# Brief
Recast the entries below as a two-column CSV with the columns "query" and "points". Give one row per entry, with its text and its answer each in a single quoted field, replace line breaks with spaces, and leave the pictures out.

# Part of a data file
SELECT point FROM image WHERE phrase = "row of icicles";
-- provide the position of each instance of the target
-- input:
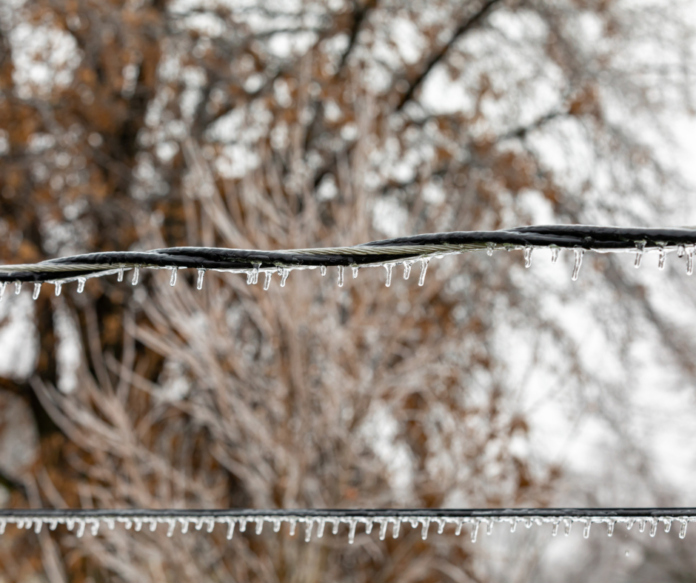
(253, 275)
(352, 522)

# Written solution
query,points
"SELECT point FROM image WHERE phrase = ""row of icicles""; -- provide the position of each instance of the target -- input:","(253, 275) (352, 522)"